Entries taken from a collection
* Begin *

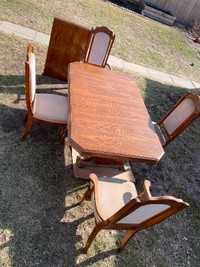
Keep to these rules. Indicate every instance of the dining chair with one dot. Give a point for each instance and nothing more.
(42, 108)
(186, 110)
(117, 205)
(99, 47)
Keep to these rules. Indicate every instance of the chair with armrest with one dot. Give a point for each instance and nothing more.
(42, 108)
(186, 110)
(99, 47)
(117, 205)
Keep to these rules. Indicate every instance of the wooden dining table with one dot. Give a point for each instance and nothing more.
(107, 116)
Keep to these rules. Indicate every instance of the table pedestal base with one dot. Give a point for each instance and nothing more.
(99, 162)
(102, 171)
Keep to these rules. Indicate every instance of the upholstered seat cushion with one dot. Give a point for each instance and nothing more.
(113, 194)
(51, 108)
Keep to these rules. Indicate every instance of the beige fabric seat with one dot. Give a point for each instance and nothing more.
(178, 118)
(42, 108)
(117, 205)
(52, 108)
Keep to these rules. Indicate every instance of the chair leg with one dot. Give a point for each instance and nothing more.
(91, 237)
(26, 118)
(62, 133)
(27, 130)
(87, 194)
(126, 239)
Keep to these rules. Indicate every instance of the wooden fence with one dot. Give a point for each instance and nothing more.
(185, 11)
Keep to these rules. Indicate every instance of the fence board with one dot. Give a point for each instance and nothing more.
(185, 11)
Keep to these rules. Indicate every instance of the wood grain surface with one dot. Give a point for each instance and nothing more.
(107, 116)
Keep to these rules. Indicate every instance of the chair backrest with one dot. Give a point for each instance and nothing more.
(146, 213)
(99, 46)
(30, 78)
(181, 116)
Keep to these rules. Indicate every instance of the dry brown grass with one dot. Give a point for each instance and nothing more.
(41, 223)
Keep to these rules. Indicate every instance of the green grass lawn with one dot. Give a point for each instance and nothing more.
(41, 223)
(138, 39)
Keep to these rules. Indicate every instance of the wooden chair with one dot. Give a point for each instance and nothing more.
(178, 118)
(117, 205)
(42, 108)
(99, 47)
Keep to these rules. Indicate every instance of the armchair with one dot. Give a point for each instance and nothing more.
(42, 108)
(117, 205)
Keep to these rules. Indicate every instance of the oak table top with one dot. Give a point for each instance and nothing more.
(107, 116)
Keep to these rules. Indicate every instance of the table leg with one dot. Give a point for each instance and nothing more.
(99, 162)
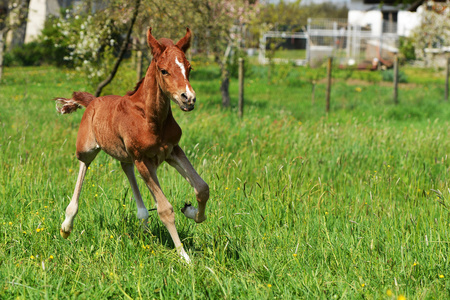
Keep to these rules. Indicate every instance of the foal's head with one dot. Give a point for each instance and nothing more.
(172, 69)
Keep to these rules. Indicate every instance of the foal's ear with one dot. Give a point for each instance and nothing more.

* End *

*The exercise*.
Repeat each line of the records above exactly, but do not copy the pictures.

*Response for this exercise*.
Keep to these rules. Indicate every instance of the dining chair with one dot. Give a point for each instance and nothing more.
(42, 108)
(186, 110)
(117, 205)
(99, 47)
Keep to these rules. Indicate every instance of the chair with armrest with one dot. Give a point for each instance and nothing more.
(42, 108)
(186, 110)
(99, 47)
(117, 205)
Keep to these rules. Indicate every instance of the wooden dining table with one dot. Give a point for each instance and nothing more.
(107, 116)
Keep to these rules. Indicate every instance of the table pedestal base with one dot. Give a point for each instance and nothing more.
(99, 162)
(102, 171)
Keep to these rules. Indicate every instance of the upholstered seat cushion with one dot. Give a point for each instance and nothing more.
(113, 194)
(51, 108)
Keep to these rules. Indicate every instance of the beige fabric seat with one dot. Give a point for each instance and nothing more.
(178, 118)
(42, 108)
(117, 205)
(52, 108)
Keep to these rules. Indicate every instance of the chair leg with one dot. Give a point for each instance and nothing more.
(91, 237)
(26, 118)
(62, 133)
(27, 130)
(87, 194)
(126, 239)
Keep to these rules. Indicate every instance of the wooden fence with one dot. Give a point for each instance and nothing more.
(185, 11)
Keep to these rules. Indicate every instance of the fence board with one dot. Give a point for each instance and nothing more.
(185, 11)
Keep to these rules. Indicate every instance of the wood grain surface with one dot. Give a point for each instance and nothing more.
(107, 116)
Keep to these rules. Indicate every instance of the chair backrest with one dot. Give a point for each instance and nothing more.
(146, 213)
(99, 46)
(30, 78)
(181, 116)
Keep to these rules. Indicate every instance of the dry brown grass with one dot. Give a point for each instance and nothing more.
(41, 223)
Keep to these rules. Indicate every instance of the green grass lawn with one dot. Give a point for each instance and nothing more.
(41, 223)
(138, 39)
Keep to these rules. Indicate every instance of the wooden chair with one dot. Give a point for each instance and nothing more.
(178, 118)
(117, 205)
(42, 108)
(99, 47)
Keep to these rules. Indicate every instance of the armchair with one dot. Give a point for each instance and nothing more.
(42, 108)
(117, 205)
Keep to these rules. Indicate every instance of the oak table top with one dot. Give a point for each instance and nothing more.
(107, 116)
Keep to these rules. Indicate every instance of the table leg with one dot. Give a point for each instance and nothing more.
(99, 162)
Keep to these rules. Indicate every instance of the foal's head with one dot. Give a point for each instance and nothing more.
(172, 69)
Keep to these rules. Indicate every instance of the foal's ear with one dot. Give a point for each instance and nothing more.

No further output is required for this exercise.